[WORK TO BE COMPLETED]: Select every line of the records that contains the word "shirt".

[SUPPLIED DATA]:
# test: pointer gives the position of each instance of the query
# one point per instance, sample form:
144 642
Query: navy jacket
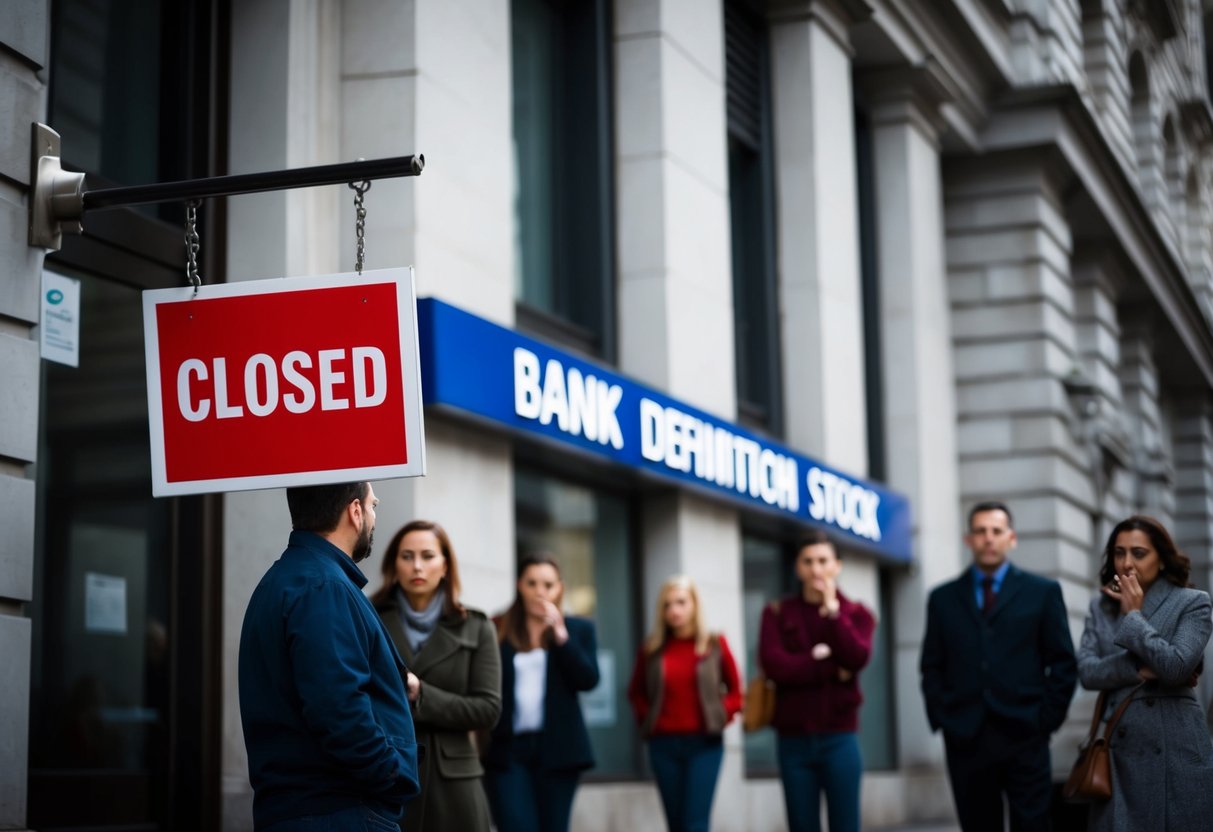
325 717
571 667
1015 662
...
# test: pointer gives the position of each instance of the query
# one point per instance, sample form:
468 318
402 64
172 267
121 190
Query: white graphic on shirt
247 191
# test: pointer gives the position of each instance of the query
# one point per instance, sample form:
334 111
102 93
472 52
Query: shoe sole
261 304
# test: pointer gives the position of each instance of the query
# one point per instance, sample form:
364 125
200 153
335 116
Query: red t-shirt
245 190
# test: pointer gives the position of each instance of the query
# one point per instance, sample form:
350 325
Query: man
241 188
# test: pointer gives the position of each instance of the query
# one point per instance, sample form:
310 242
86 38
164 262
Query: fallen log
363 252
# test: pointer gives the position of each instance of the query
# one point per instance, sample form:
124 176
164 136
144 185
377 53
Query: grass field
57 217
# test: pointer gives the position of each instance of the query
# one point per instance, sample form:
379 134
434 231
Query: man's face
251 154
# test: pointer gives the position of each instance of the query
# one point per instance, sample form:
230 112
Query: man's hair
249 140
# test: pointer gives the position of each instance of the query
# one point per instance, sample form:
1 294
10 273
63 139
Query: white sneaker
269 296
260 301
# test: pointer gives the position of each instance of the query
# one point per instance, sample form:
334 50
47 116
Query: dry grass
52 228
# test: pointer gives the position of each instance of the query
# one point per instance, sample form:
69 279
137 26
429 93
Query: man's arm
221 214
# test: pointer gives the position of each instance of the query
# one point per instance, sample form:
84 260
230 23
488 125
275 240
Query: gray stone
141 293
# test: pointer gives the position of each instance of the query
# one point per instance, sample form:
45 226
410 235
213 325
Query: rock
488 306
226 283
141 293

[ANSWER BELOW]:
Query: white graphic on shirt
Query: red t-shirt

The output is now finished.